▶ **Problem A**
Name every organization mentioned in the article about the police shooting.
▶ **Problem B**
Reproduce the passage of the article about the police shooting from "The Valley Independent Investigations Team is" up to and including "after firing shots.".

▶ **Text shown**
In the video footage that was recently released, multiple officers can be seen approaching Williams, who is sitting in the front passenger seat, along with a woman is also in the car. More officers arrive at the scene, and countless shots are then fired.

The Valley Independent Investigations Team is assisting the King County police department in assessing the details of the shooting. While there were 84 shell casings discovered, the reports says it is unclear how many bullets were fired by the officers involved. Seven officers were placed on administrative leave after firing shots.

Williams’ stepfather, Marvin Phelps, is questioning why so many shots were fired at his stepson. “Why would they shoot 86 times into the car if they did not mean to hurt him? That’s the point I’m trying to figure out. Can they be responsible for that?” he asked.

The Valley Independent Investigations Team said that Williams fired shots at the officers. They also said that a black handgun was at the scene.

André Taylor, founder of Not This Time, which is an organization that focuses on reducing the number of fatal police shootings, argues that this information is not true. “We’re disagreeing with this idea that he had a gun and shot at [police],” he said.

Taylor added that the video footage that has been released and the footage Williams’ family saw last week were not the same. He says that the recently released footage has been edited.

“I’m Amazed that they would try something like this, being that over 30 people have seen this video,” Taylor said. “[Police are] trying to hide something. They’re scared of the truth.”

▶ **Source excerpt**
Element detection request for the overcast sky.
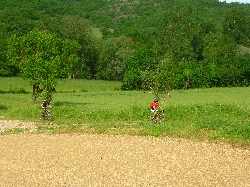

▶ **Full response A**
- Valley Independent Investigations Team
- King County police department
- Not This Time

▶ **Full response B**
The Valley Independent Investigations Team is assisting the King County police department in assessing the details of the shooting. While there were 84 shell casings discovered, the reports says it is unclear how many bullets were fired by the officers involved. Seven officers were placed on administrative leave after firing shots.